EXCERPT TO READ »
+++

The TLD server categorizes domain names based on their top-level domains, such as .com, .gov, .org, .net, or any country-specific domains, like .in. When the TLD server receives the request, it checks the domain name. After identifying the top-level domain, it then redirects the request to the authoritative name server of the specific top-level domain, which holds the IP address.
This is the final server in the whole DNS process. This host receives the request and provides the recursive server with the IP address to the domain. The recursor then provides the IP address to the client, while also storing it in the cache memory for future requests for the same domain.
Authoritative nameservers provide the IP address match for the given domain name of a DNS query request sent by a DNS recursor. They are the endpoints involved in completing the DNS process for a query.
Meanwhile, recursive servers play the intermediary role of finding the IP address match for the given DNS query for a domain name by searching through the root nameserver, TLD server, and authoritative nameserver.
DNS zones are parts of the domain namespace located in authoritative nameservers and managed by administrators of an organization. A DNS zone can contain one domain or multiple domains and subdomains. These zones include DNS records that map domain names to their corresponding IP addresses. Acting like a directory, the DNS zone directs requests to the hosting name server where the IP addresses of specific domains or subdomains are stored and managed in the form of DNS zone files.
DNS records are the records that hold on the IP address information and value for a domain name in a DNS zone. An authoritative nameserver holds the IP address of a domain name through these DNS records for handling DNS queries and connecting clients with the corresponding IP address. There are different types of DNS records in a nameserver.
DNS zones consist of different records, each one having its own purpose for the different types of query resolving. Here are the main DNS records types in a DNS zone:
A records are also known as Address records, which map out the domain name to an IPv4 address to connect with an IPv4 network. These records help in resolving old domains that only support IPv4 addresses, which new domains don't support.
AAAA records are similar to A records, but are tailored specifically for mapping out an IPv6 address to connect with an IPv6 network. AAAA records are necessary for the latest domains that only support IPv6 addresses.
Certification Authority Authorization (CAA) records specify which certificate authorities (CAs) are authorized to issue certificates for the domain using a CAA record. These enhance the security of the network by ensuring only trusted CAs are issuing SSL and TLS certificates and preventing unauthorized CAs from issuing certificates to malicious domains.
Canonical Name (CNAME) records primarily help in mapping out alias domains to the canonical domain. Alias domains are the domain names used by clients to search and find the canonical (i.e., original) domain. These records simplify domain-IP address mapping by locating all the alias domains to the one canonical domain.
Delegation Signer (DS) records are used in DNSSEC to facilitate the digital signing of DNS responses transferred from hosts to clients over the network. They ensure the security and integrity of the transmitted data by creating a chain of trust through multiple digital signatures, thereby preventing attacks such as DNS spoofing and DNS cache poisoning, where data could be altered during transmission.
Mail Exchanger (MX) records are used in mail servers for routing specific hosts to handle emails of a specific domain and directing them to the respective receiver's host. The mail server after receiving a mail for a domain, queries the DNS resolver for the MX record of the recipient's domain. The MX record provides the recipient's domain, and the mail gets directed to the receiver.

+++

MATERIAL PROVIDED »
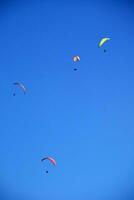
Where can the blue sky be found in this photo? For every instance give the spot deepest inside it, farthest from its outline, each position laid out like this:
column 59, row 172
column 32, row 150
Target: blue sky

+++

THINGS TO DO »
(A) Summarize the DNS text in two sentences.
(B) Write the next part of the DNS text, picking up right after its last sentence.
The listing has nothing to do with the DNS text.

RESPONSES FOR EACH TASK »
(A) A DNS query passes from the TLD server to the authoritative nameserver, which gives the IP address to the recursive server, and the recursive server then hands it to the client and keeps it in the cache for later requests. DNS zones in authoritative nameservers hold DNS records that map domain names to IP addresses, and the main types include A, AAAA, CAA, CNAME, DS and MX records.

(B)
Nameserver (NS) records indicate which hosts should respond queries of a specific domain. They identify the hosts holding the records of the domain and direct the query to the authoritative name server. This helps in streamlining the network service by assigning queries to the right hosts for resolving.
Pointer (PTR) records help in mapping out the domain name for the IP address given in the query. They are used in reverse DNS lookups where the IP address is translated to the domain and it is used for email verification, host and device identification, security and authentication purposes.
Sender Policy Framework (SPF) records specify which mail hosts are authorized to send mails for a domain. Organizations can create a list of authorized domains that are permitted to send mail, which prevents attacks like email spoofing.
Service (SRV) records locate the appropriate hosts for specific domain queries. They provide the hostname and port number of the hosts that clients use to connect with specific network services.
Text (TXT) records allow network administrators to insert text information into any DNS response. These records contain various types of data and are mostly used for email security and domain ownership verification.
DNS makes web browsing simple for internet users. Here are some of its other benefits:
DNS can distribute traffic across multiple servers by resolving a domain name to different IP addresses. This helps balance the load and prevents any single server from becoming overwhelmed, enhancing performance and reliability.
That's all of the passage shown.